> [Task goal]: When you reach a picture, leave it out; output everything else in the records exactly.

________________________________________

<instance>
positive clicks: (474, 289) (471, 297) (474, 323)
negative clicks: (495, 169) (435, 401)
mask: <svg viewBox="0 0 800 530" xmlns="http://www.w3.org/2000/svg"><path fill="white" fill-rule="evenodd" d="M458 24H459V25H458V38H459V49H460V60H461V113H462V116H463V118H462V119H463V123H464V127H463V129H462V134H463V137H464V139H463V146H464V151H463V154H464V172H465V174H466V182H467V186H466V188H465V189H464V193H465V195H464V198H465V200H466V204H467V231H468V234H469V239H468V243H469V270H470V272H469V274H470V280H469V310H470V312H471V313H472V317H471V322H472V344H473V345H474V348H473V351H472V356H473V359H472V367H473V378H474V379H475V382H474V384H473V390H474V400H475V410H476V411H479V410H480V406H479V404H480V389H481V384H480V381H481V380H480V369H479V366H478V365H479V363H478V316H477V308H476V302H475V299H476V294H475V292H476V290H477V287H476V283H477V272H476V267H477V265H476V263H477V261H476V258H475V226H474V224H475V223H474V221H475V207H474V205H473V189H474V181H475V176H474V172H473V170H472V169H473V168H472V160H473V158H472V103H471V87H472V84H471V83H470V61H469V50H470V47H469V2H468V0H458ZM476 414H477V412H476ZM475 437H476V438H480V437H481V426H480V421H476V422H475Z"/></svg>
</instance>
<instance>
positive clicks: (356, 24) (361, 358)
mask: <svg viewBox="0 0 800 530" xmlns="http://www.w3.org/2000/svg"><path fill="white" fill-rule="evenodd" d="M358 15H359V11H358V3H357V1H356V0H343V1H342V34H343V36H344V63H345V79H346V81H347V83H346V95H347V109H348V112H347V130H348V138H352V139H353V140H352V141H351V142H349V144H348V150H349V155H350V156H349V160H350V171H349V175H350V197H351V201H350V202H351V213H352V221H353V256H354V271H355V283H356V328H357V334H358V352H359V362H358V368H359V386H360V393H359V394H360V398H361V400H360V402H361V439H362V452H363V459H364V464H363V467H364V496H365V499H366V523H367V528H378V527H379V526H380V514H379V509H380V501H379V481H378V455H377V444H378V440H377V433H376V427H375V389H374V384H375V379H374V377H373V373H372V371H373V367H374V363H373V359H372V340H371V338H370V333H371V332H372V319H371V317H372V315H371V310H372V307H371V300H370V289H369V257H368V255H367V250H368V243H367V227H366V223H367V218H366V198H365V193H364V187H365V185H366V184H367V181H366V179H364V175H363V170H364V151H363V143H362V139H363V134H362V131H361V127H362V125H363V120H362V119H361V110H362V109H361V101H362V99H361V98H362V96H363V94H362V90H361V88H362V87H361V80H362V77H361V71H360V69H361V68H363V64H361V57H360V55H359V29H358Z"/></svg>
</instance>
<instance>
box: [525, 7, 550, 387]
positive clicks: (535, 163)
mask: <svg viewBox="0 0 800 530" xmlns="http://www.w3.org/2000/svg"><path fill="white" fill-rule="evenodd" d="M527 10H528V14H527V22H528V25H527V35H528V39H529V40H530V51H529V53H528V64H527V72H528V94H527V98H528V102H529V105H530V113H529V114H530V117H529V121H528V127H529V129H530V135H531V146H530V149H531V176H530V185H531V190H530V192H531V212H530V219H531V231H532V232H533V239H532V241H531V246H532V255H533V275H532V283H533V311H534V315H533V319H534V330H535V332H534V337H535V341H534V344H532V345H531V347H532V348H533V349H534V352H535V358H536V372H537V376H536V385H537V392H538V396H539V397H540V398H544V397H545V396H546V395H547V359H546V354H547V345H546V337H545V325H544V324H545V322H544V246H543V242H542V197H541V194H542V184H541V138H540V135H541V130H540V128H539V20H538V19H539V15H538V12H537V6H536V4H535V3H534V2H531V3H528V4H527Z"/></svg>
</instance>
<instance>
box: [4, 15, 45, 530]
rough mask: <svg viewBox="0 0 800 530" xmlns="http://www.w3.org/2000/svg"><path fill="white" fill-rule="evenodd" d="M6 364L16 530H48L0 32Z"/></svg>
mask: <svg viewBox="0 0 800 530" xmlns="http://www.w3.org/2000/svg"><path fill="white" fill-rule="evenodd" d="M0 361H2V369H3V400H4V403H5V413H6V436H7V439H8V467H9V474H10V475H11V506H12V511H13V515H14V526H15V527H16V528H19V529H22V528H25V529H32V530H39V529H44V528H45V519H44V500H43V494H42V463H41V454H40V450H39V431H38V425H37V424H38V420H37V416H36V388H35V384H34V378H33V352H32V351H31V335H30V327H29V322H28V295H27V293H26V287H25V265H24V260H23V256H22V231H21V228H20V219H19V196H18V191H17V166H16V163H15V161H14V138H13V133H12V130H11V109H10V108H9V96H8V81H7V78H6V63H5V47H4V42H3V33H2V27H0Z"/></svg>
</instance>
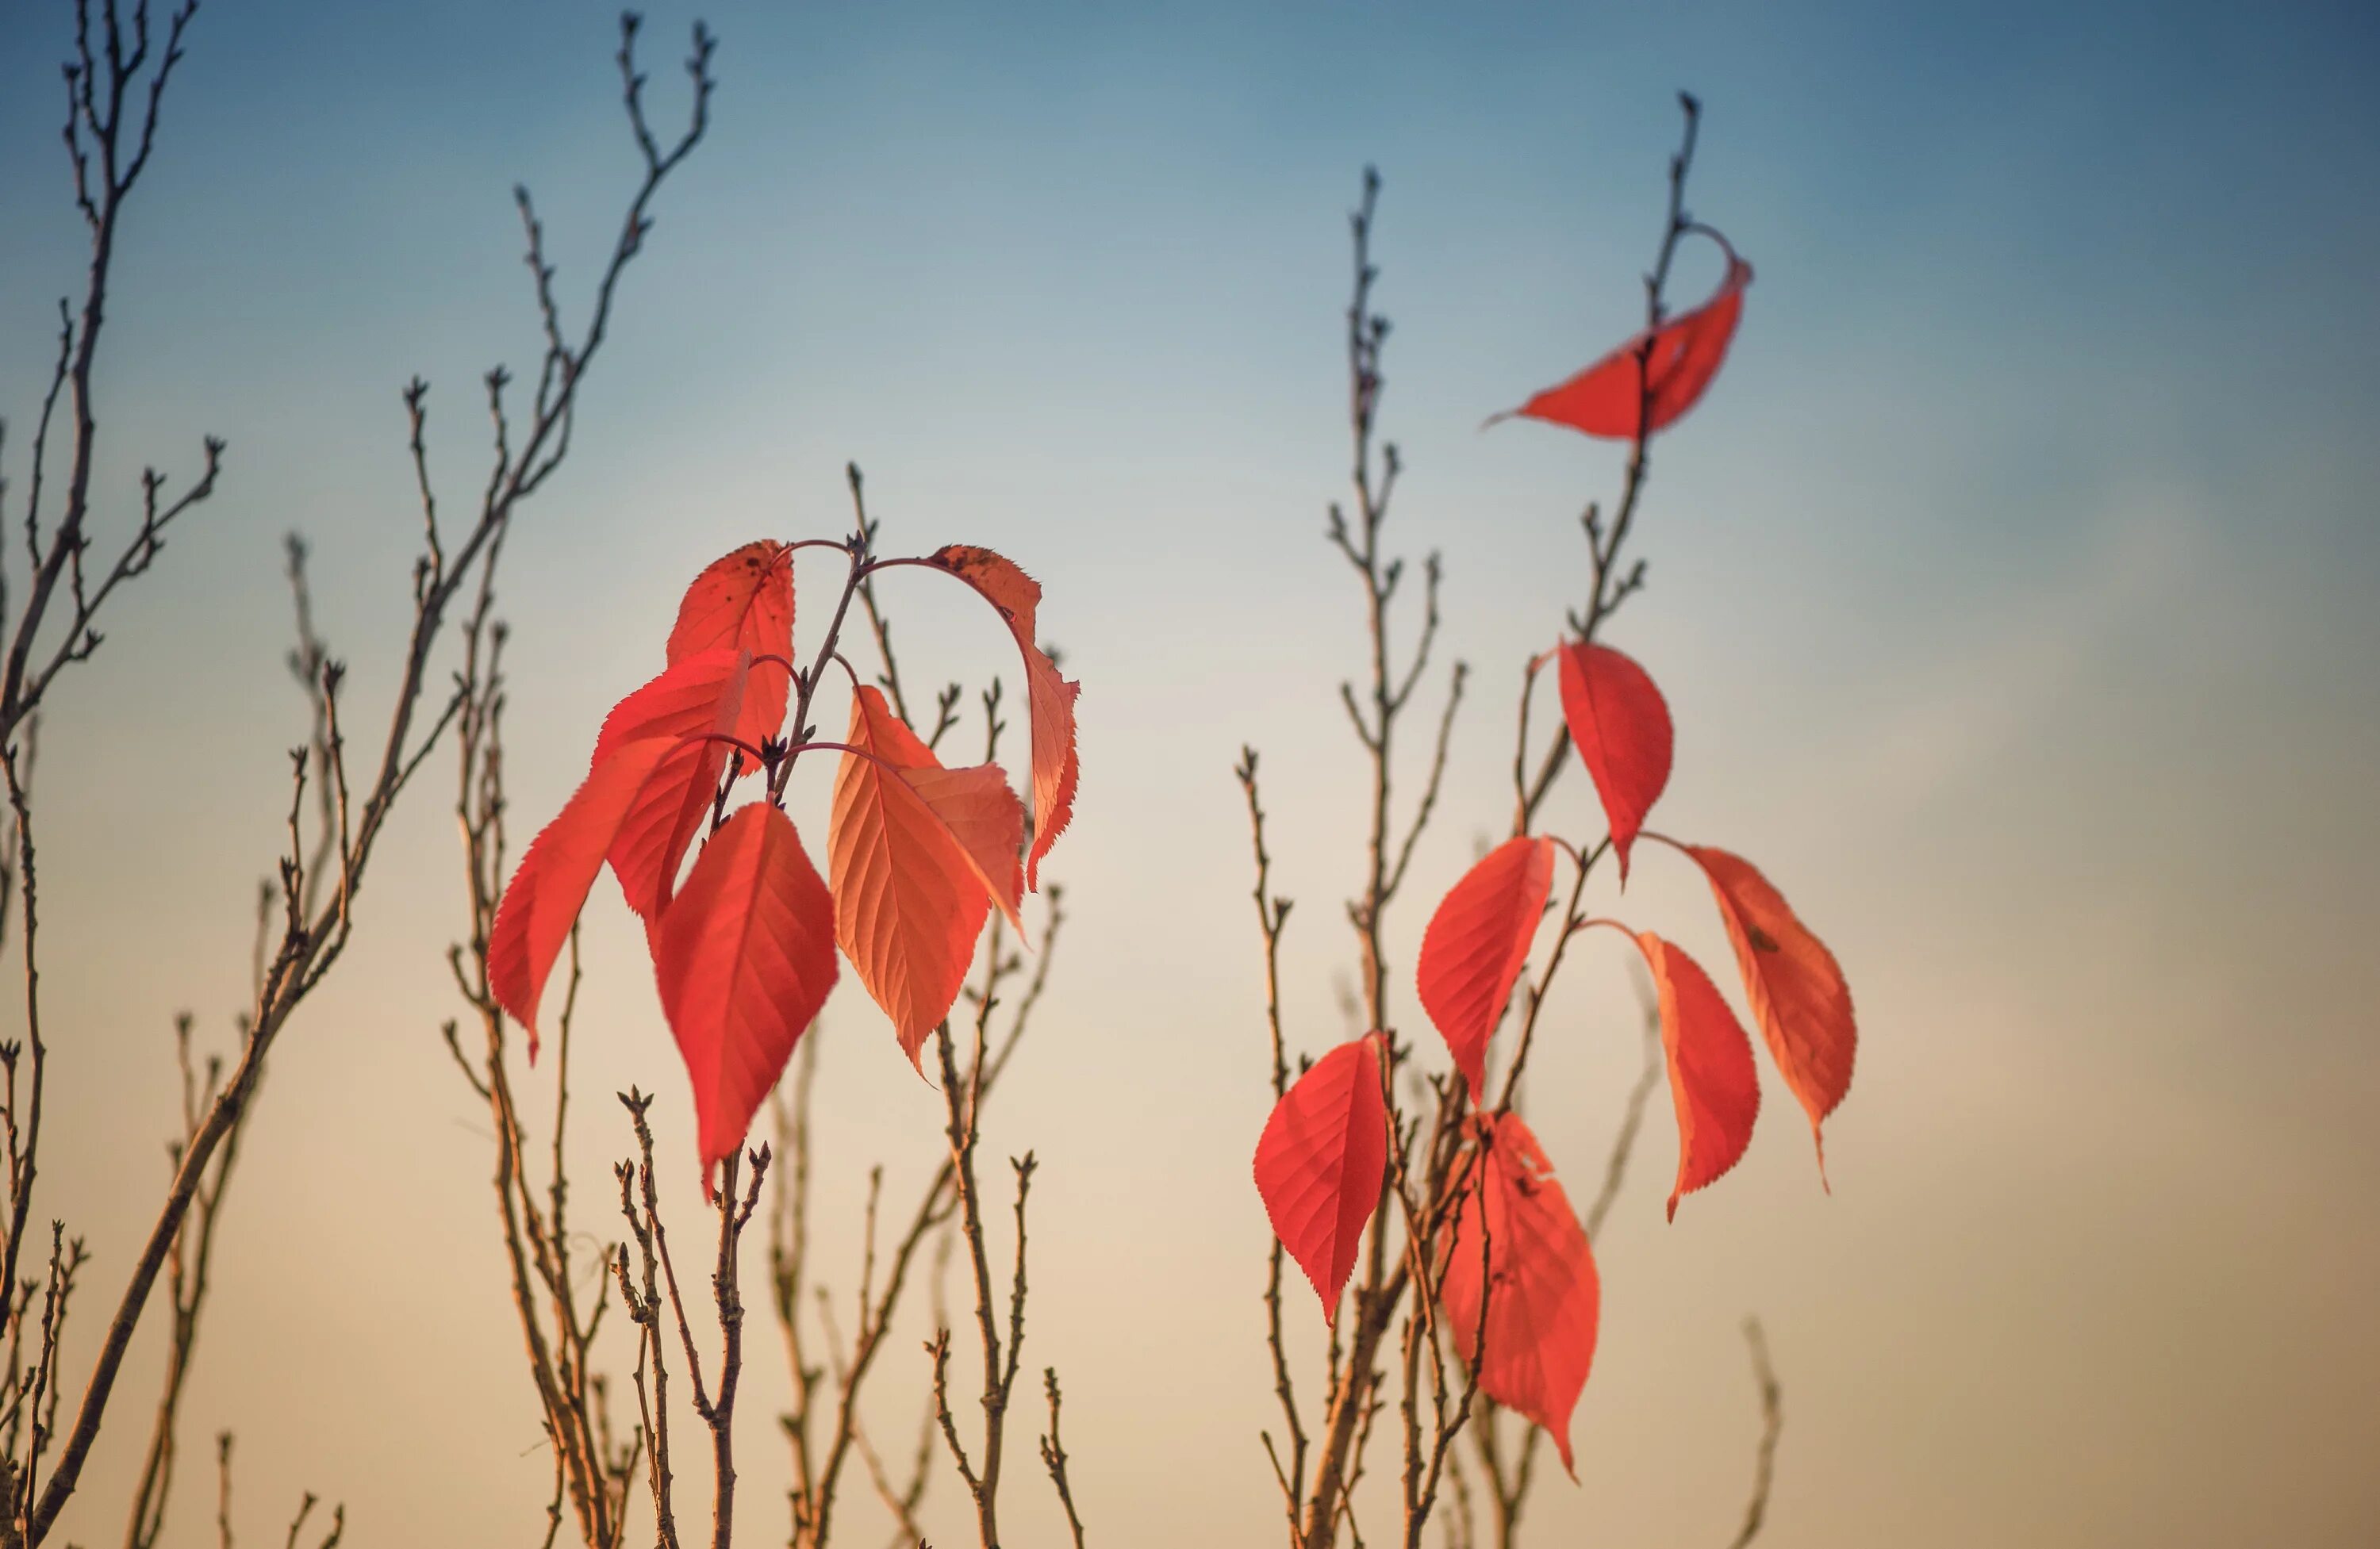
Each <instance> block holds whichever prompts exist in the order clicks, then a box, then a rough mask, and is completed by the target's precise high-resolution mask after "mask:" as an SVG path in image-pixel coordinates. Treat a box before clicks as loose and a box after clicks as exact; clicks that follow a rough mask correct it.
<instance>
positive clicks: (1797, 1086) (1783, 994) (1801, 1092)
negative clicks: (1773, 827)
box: [1678, 845, 1859, 1183]
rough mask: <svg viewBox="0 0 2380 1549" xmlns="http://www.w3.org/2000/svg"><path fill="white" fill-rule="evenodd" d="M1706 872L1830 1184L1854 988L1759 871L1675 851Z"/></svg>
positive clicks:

________________________________________

> [Completed exercise]:
<instance>
positive clicks: (474, 289) (471, 297) (474, 323)
negative clicks: (495, 169) (435, 401)
mask: <svg viewBox="0 0 800 530" xmlns="http://www.w3.org/2000/svg"><path fill="white" fill-rule="evenodd" d="M458 24H459V25H458V38H459V49H460V60H461V113H462V116H463V118H462V119H463V123H464V127H463V129H462V134H463V137H464V139H463V146H464V151H463V154H464V172H465V174H466V182H467V186H466V188H465V189H464V193H465V195H464V198H465V200H466V204H467V231H468V234H469V239H468V243H469V270H470V272H469V274H470V280H469V310H470V312H471V313H472V317H471V322H472V344H473V345H474V348H473V351H472V356H473V359H472V367H473V378H474V379H475V382H474V384H473V390H474V400H475V410H476V411H479V410H480V406H479V404H480V389H481V384H480V381H481V380H480V369H479V366H478V365H479V363H478V316H477V308H476V302H475V299H476V294H475V292H476V290H477V287H476V283H477V272H476V267H477V265H476V263H477V261H476V258H475V226H474V224H475V223H474V221H475V207H474V205H473V189H474V181H475V176H474V172H473V170H472V169H473V168H472V160H473V158H472V103H471V87H472V84H471V83H470V61H469V50H470V47H469V2H468V0H458ZM476 414H477V412H476ZM475 437H476V438H480V437H481V426H480V421H476V422H475Z"/></svg>
</instance>
<instance>
positive clicks: (356, 24) (361, 358)
mask: <svg viewBox="0 0 800 530" xmlns="http://www.w3.org/2000/svg"><path fill="white" fill-rule="evenodd" d="M358 15H359V11H358V3H357V1H356V0H343V1H342V34H343V36H344V63H345V79H346V81H347V83H346V95H347V109H348V112H347V130H348V138H352V139H353V140H352V141H351V142H349V144H348V150H349V155H350V156H349V160H350V171H349V175H350V197H351V201H350V202H351V213H352V221H353V256H354V271H355V283H356V328H357V334H358V352H359V362H358V368H359V386H360V393H359V394H360V398H361V400H360V402H361V439H362V452H363V459H364V464H363V467H364V496H365V499H366V523H367V528H378V527H379V526H380V514H379V509H380V501H379V481H378V455H377V444H378V440H377V433H376V427H375V389H374V384H375V379H374V377H373V373H372V371H373V367H374V363H373V359H372V340H371V338H370V333H371V332H372V319H371V317H372V315H371V310H372V307H371V300H370V289H369V257H368V255H367V250H368V243H367V227H366V223H367V218H366V198H365V193H364V187H365V185H366V184H367V181H366V179H364V175H363V170H364V151H363V143H362V139H363V134H362V131H361V127H362V125H363V120H362V119H361V110H362V109H361V101H362V99H361V98H362V96H363V94H362V90H361V88H362V87H361V80H362V77H361V71H360V69H361V68H363V64H361V57H360V55H359V29H358Z"/></svg>
</instance>
<instance>
box: [525, 7, 550, 387]
positive clicks: (535, 163)
mask: <svg viewBox="0 0 800 530" xmlns="http://www.w3.org/2000/svg"><path fill="white" fill-rule="evenodd" d="M527 10H528V14H527V22H528V25H527V35H528V39H529V40H530V51H529V53H528V64H527V72H528V94H527V98H528V102H529V105H530V113H529V114H530V117H529V121H528V127H529V129H530V135H531V146H530V149H531V176H530V185H531V190H530V192H531V212H530V219H531V231H532V232H533V239H532V241H531V246H532V255H533V275H532V283H533V311H534V315H533V319H534V330H535V332H534V337H535V341H534V344H532V345H531V347H532V348H533V349H534V352H535V358H536V372H537V376H536V385H537V392H538V396H539V397H540V398H544V397H545V396H546V395H547V359H546V354H547V345H546V337H545V325H544V324H545V322H544V246H543V242H542V197H541V194H542V184H541V138H540V135H541V130H540V128H539V20H538V19H539V15H538V12H537V6H536V4H535V3H534V2H531V3H528V4H527Z"/></svg>
</instance>
<instance>
box: [4, 15, 45, 530]
rough mask: <svg viewBox="0 0 800 530" xmlns="http://www.w3.org/2000/svg"><path fill="white" fill-rule="evenodd" d="M6 364L16 530H48L0 32Z"/></svg>
mask: <svg viewBox="0 0 800 530" xmlns="http://www.w3.org/2000/svg"><path fill="white" fill-rule="evenodd" d="M0 361H2V369H3V400H4V403H5V413H6V436H7V439H8V467H9V474H10V475H11V506H12V511H13V515H14V526H15V527H16V528H19V529H22V528H25V529H32V530H39V529H44V528H45V519H44V500H43V494H42V463H41V454H40V450H39V431H38V425H37V424H38V420H37V416H36V388H35V384H34V378H33V352H32V351H31V335H30V327H29V322H28V295H27V293H26V287H25V265H24V260H23V256H22V231H21V228H20V219H19V196H18V191H17V166H16V163H15V161H14V138H13V133H12V130H11V109H10V108H9V96H8V81H7V78H6V63H5V47H4V42H3V33H2V27H0Z"/></svg>
</instance>
Each <instance> block holds whichever prompts exist in the order clicks, then a box, then a rough mask, and is completed by the target's precise high-resolution mask after "mask:" as an SVG path in image-pixel coordinates. Treat a box before clicks as loose and a box after clicks as exact; clicks that follow a rough mask correct it.
<instance>
positive clicks: (1797, 1086) (1783, 994) (1801, 1092)
negative clicks: (1773, 827)
box: [1678, 845, 1859, 1183]
rough mask: <svg viewBox="0 0 2380 1549" xmlns="http://www.w3.org/2000/svg"><path fill="white" fill-rule="evenodd" d="M1706 872L1830 1184L1854 988L1759 871L1675 851Z"/></svg>
positive clicks:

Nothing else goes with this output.